▶ **SUPPLIED PASSAGE**
· · · · · · ·

# E. cinereum Q's



## gnome (Jan 27, 2004)

Hi, All!

Hope your New Year is off to a good start - pearling plants, receding algae, etc. :wink: 

I've had my two Eriocaulon cinereums for some months, now - I think I got them around August or september... They've been growing beautifully and the longest blades are a good 2.5". My problem is that they're putting out all of these flower stalks and they're NOT budding any new plants. And these dang flower stalks make the plant so unsightly - they don't bloom since they're under water, look like drum sticks (as in what you play drums with - not chicken legs), and they poke out way farther than the leaves. I wanted to be able to propagate this plant but I can't! What might the problem be? Could it have to do with the tank not being heated? Or should my photoperiod be shorter (now 12 hrs)? 

Any help would be appreciated. Thanks.

-Naomi


----------



## pineapple (May 4, 2004)

Drop the water level, emulate nature  and then watch for flowers.

Or, remove the flower stalk so that the plant can put resources into the root or rhizome.

Was it on www.aquaticquotient.com someone showed photos of how to cut the rhizome to propagate?

Andrew Cribb


----------



## gnome (Jan 27, 2004)

Hi, Andrew!

Yes, that was fishfry who posted the photos of separating the baby plants from the mother. He posted it here, too. He's managed to get dozens of baby plants from the seven or so that he started with, and I haven't been able to get one! And the "mother" plant in his photo is much smaller than either of mine. I must have duds. Or maybe they want to get settled into their careers before they start a family...

· · · · · · ·

▶ **STATED PROBLEM 1**
Using the E. cinereum thread, decide whether each statement agrees with it. Give yes or no for each, along with the deciding words of the thread in quotation marks. (a) The longest blades on the plants reach about 2.5 inches. (b) The current photoperiod is 12 hours. (c) The flower stalks bloom even though they are under water.
▶ **STATED PROBLEM 2**
Duplicate the portion of the E. cinereum thread starting with "I've had my" and going on through "(May 4, 2004)".
▶ **STATED PROBLEM 3**
According to the E. cinereum thread, who posted the photos of separating the baby plants from the mother?
The data placed after the E. cinereum thread come from a separate source.

[Collected data entries]
· · · · · · ·

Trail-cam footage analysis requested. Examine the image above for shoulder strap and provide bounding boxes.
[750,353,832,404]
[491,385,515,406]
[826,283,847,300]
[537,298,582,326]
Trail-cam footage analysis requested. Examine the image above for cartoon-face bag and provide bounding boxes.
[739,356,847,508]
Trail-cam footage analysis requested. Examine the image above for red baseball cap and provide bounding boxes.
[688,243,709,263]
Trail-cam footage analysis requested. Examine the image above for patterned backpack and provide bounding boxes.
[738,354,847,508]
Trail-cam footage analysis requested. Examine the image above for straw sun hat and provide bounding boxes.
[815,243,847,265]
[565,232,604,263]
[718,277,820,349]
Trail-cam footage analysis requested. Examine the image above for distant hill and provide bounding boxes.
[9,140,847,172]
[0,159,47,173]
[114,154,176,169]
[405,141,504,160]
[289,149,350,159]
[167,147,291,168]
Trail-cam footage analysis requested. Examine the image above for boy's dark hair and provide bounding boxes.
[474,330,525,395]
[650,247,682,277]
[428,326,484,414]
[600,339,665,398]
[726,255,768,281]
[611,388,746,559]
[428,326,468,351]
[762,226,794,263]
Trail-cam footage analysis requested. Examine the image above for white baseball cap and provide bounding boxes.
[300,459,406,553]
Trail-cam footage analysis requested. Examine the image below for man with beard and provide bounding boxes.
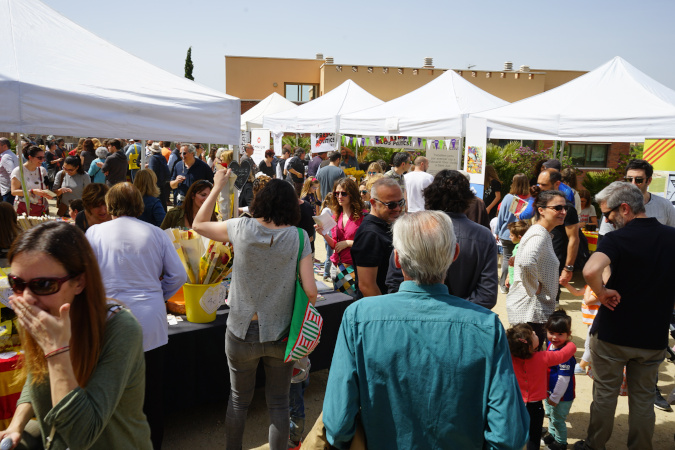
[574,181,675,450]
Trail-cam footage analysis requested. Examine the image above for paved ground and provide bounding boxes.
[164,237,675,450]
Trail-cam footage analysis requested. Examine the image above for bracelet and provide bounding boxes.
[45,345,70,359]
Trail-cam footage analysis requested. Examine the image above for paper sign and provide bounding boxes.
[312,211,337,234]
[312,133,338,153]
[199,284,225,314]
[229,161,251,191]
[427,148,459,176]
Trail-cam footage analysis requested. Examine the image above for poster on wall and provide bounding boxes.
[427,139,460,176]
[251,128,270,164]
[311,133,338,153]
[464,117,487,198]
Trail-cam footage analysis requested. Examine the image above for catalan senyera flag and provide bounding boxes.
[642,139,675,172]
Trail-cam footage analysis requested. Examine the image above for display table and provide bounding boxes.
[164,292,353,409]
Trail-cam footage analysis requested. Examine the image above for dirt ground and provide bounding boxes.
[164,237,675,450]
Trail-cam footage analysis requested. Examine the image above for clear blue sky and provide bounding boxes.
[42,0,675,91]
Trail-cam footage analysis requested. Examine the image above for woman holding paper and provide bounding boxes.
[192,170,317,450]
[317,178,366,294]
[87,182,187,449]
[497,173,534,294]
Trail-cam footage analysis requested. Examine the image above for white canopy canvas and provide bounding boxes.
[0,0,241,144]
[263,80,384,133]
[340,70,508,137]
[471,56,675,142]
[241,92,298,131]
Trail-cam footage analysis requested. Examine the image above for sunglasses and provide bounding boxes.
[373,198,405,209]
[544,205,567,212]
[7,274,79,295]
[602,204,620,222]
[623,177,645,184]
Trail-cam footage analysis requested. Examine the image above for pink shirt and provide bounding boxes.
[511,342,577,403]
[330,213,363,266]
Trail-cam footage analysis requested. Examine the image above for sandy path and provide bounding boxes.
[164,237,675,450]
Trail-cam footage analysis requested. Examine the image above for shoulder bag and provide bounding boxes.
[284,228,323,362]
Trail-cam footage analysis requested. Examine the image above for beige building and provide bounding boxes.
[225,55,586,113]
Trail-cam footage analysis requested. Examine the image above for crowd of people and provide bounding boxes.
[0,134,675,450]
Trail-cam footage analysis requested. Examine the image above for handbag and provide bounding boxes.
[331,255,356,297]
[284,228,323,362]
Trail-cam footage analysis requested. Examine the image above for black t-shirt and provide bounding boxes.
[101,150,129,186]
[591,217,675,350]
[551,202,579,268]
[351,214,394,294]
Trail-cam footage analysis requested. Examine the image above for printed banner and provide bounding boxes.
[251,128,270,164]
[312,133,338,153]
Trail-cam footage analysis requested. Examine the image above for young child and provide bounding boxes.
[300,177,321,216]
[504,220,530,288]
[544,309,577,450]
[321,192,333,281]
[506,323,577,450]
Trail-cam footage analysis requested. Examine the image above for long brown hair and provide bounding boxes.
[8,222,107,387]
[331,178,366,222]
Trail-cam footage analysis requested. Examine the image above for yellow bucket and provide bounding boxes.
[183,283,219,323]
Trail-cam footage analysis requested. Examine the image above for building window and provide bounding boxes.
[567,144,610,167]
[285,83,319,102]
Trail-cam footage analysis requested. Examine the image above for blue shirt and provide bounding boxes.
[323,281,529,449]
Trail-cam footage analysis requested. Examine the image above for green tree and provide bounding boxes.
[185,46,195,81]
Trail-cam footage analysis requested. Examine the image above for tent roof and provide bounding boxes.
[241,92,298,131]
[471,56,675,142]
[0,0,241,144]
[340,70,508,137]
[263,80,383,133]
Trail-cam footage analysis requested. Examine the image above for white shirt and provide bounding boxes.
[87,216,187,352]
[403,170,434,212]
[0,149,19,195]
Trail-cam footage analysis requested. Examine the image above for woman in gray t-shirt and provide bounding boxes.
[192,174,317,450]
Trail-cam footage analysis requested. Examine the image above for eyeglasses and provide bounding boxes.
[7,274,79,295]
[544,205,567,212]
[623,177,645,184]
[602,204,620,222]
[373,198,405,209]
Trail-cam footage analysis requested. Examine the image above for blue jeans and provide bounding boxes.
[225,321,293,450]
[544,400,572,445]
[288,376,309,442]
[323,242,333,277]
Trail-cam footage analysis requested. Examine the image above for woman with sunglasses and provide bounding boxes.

· · · · · · ·

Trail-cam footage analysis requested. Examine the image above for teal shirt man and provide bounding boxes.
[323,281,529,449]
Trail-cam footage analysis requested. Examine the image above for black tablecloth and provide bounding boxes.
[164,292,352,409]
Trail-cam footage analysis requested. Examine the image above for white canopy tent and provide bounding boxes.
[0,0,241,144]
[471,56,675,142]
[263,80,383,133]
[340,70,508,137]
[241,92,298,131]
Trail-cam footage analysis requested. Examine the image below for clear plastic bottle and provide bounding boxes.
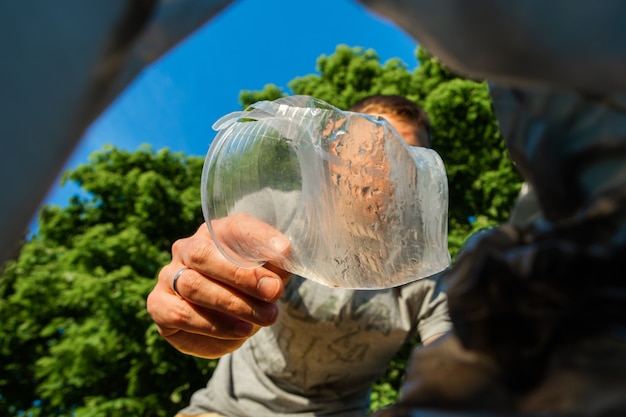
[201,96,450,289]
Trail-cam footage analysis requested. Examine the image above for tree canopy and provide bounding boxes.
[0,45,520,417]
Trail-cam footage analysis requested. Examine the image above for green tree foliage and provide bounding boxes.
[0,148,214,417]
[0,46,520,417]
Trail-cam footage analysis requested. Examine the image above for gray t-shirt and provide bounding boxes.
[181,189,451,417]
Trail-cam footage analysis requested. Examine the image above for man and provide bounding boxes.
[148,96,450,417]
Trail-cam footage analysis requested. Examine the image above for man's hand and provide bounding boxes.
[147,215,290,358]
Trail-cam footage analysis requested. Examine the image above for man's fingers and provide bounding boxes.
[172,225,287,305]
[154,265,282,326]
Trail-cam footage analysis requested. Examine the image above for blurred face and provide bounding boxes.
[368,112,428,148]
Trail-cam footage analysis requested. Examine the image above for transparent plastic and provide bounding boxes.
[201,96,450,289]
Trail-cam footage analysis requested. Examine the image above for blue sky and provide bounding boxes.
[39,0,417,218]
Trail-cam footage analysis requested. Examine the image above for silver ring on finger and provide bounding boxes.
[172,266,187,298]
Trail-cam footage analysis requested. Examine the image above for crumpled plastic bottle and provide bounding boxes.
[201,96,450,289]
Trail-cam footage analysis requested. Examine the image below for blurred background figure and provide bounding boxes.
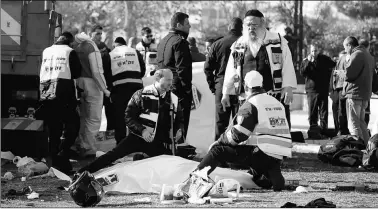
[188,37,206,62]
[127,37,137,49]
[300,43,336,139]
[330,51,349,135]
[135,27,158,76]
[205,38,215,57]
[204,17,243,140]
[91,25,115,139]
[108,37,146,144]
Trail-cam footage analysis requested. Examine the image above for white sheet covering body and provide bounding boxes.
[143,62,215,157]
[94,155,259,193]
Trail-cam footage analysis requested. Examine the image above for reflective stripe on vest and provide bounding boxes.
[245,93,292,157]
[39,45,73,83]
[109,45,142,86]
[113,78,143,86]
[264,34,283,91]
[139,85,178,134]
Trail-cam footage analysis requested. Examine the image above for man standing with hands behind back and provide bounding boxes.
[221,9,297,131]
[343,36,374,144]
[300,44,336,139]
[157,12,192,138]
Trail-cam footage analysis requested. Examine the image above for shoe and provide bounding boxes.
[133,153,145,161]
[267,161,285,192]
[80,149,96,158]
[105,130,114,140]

· · · · · · ·

▶ **WRITTEN SOLUTION 1**
(a) Yes: "the longest blades are a good 2.5"."
(b) Yes: "now 12 hrs".
(c) No: "they don't bloom since they're under water".

▶ **WRITTEN SOLUTION 2**
I've had my two Eriocaulon cinereums for some months, now - I think I got them around August or september... They've been growing beautifully and the longest blades are a good 2.5". My problem is that they're putting out all of these flower stalks and they're NOT budding any new plants. And these dang flower stalks make the plant so unsightly - they don't bloom since they're under water, look like drum sticks (as in what you play drums with - not chicken legs), and they poke out way farther than the leaves. I wanted to be able to propagate this plant but I can't! What might the problem be? Could it have to do with the tank not being heated? Or should my photoperiod be shorter (now 12 hrs)? 

Any help would be appreciated. Thanks.

-Naomi


----------



## pineapple (May 4, 2004)

▶ **WRITTEN SOLUTION 3**
fishfry